**Что нужно сделать**
1/ За союз с какой страной всегда выступал Талейран, согласно тексту о Талейране и короле?
2/ Повторите без изменений отрывок текста о Талейране и короле от «Кроме того, между» до «чтобы все уладилось.».
3/ Напишите, что следует дальше в тексте о Талейране и короле.

Кроме того, между Талейраном и королем и без Фуше имелось немало проблемных вопросов. В частности, первый всегда выступал за союз с Англией, а второй, напротив, ненавидел Англию и хотел укрепить союз с Россией.
Талейран говорил, что Франции никак нельзя без такого союзника, как Англия. Он, как мог, убеждал короля, что от Александра не добиться условий, выгодных Франции.
— Идите к русскому царю, — сказал на это король, — и сделайте так, чтобы все уладилось.
— Но это бесполезно, — попытался возразить Талейран, — Александр не будет договариваться со мной. Я точно знаю, что он мне ответит. Впрочем, если король приказывает, я подчинюсь.
— Я не хочу принуждать вас, однако мне нужно, чтобы французская политика опиралась на Россию.
— Но тогда мне ничего не останется, как вообще отойти от дел…
— Говоря так, вы причиняете мне боль, однако, несмотря на мою искреннюю привязанность к вам, несмотря на признание ваших заслуг, я продолжаю настаивать, что для трона важно установление союза с Россией, и ради этого я даже готов пойти на разрыв с вами.
— Сир, — сказал на это Талейран, — мой уход приведет к роспуску правительства.
— Я тоже так думаю, — последовал ответ. — Если весь кабинет подаст в отставку, я найду других министров. Что же касается лично вас, то к вам претензий нет и ничто не сможет помешать вам спокойно оставаться в Париже.
Слова короля больно ранили Талейрана, и он, уходя, заметил:
— Сир, я был счастлив оказать вам услуги и думаю, что Ваше Величество сохранит их в своей памяти. Я не знаю, что могло бы вызвать мой отъезд из столицы. Я здесь останусь и буду рад увидеть, что никто не пошел по пути, способному скомпрометировать вашу династию и Францию.
В «Истории XIX века» Эрнеста Лависса и Альфреда Рамбо читаем: «Было ли это естественной склонностью или результатом долгой и бездеятельной жизни в качестве претендента, но Людовик XVIII боялся всяких деловых забот и избегал всякого труда. Физической неподвижности, на которую его обрекали подагра и изуродованные ноги, соответствовала некоторая оцепенелость духовной деятельности. Насквозь проникнутый сознанием законности своих прав, убежденный в божественном их происхождении, он намерен был неуклонно пользоваться ими и спокойно наслаждаться властью; трон был для него просто самым мягким из всех кресел. Политический режим, подобный английскому, Людовику XVIII нравился в том отношении, что позволял царствовать, не управляя и возлагая на министров всю тяжесть деловых забот, — такой режим благоприятствовал его лени и дилетантским наклонностям. Какая-нибудь ода Горация или удачно переданная сплетня занимали его гораздо больше, чем заседание Совета министров или выработка законопроекта.

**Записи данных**
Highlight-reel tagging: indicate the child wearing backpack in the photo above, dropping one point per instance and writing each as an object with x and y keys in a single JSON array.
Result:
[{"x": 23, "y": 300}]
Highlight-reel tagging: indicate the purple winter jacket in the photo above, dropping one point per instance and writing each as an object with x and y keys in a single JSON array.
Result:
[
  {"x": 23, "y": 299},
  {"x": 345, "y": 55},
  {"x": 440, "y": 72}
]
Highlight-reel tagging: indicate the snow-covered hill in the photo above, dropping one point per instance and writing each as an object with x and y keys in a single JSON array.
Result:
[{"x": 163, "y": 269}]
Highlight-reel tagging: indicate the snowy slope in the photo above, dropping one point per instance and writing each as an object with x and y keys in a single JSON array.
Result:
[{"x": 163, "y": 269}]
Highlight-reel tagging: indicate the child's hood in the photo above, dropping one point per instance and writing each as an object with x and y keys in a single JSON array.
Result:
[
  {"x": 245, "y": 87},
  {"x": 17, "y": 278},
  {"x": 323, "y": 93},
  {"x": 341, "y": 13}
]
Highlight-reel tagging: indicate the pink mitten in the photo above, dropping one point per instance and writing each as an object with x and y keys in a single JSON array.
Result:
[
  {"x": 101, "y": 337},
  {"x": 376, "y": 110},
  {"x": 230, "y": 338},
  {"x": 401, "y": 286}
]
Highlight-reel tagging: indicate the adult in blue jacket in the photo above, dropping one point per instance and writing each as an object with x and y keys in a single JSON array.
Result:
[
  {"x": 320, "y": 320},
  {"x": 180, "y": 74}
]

**Ответы**
1/ За союз с Англией.

2/
Кроме того, между Талейраном и королем и без Фуше имелось немало проблемных вопросов. В частности, первый всегда выступал за союз с Англией, а второй, напротив, ненавидел Англию и хотел укрепить союз с Россией.
Талейран говорил, что Франции никак нельзя без такого союзника, как Англия. Он, как мог, убеждал короля, что от Александра не добиться условий, выгодных Франции.
— Идите к русскому царю, — сказал на это король, — и сделайте так, чтобы все уладилось.

3/
С другой стороны, ясный и скептический ум короля, малоспособный поддаваться иллюзиям, определенно подсказывал ему, что Францией невозможно управлять иначе как на основе либерального режима, и он прекрасно понимал, что при малейшей попытке произвести какие-нибудь существенные перемены в учреждениях, созданных революцией, он ставит на карту свою корону с величайшим риском окончательно ее потерять. А в шестьдесят лет ему вовсе не хотелось снова начать цыганскую жизнь, бродя с одного места на другое — из Вероны в Митаву, оттуда в Гартвель, Гент и т. д. Двадцать с лишним лет изгнания внушили Людовику XVIII отвращение к такому бродяжническому существованию, и, по словам Тьебо, “он твердо решился умереть на престоле, и у него хватило ума и благоразумия, чтобы осуществить свое желание наделе”. Такой монарх, если бы он был один и мог свободно следовать влечениям своей природы, вполне был бы способен дать Франции возможность постепенно пройти школу парламентского режима. К несчастью, он был не один, а стремление к спокойствию неоднократно заставляло его делать уступки резким выходкам окружавших его фанатиков и давлению еще более фанатической палаты, далеко не являвшейся точным отражением общественного мнения страны»[479].
Глава девятая
МАВР МОЖЕТ УЙТИ…
Очередная отставка27 сентября 1815 года Талейран был заменен 49-летним Арманом де Виньеро дю Плесси, герцогом де Ришелье. Это был известный дипломат, и его хорошо знает любой россиянин: просто потому, что это тот самый «дюк де Ришелье», памятник которому стоит в Одессе (там он долгое время был губернатором).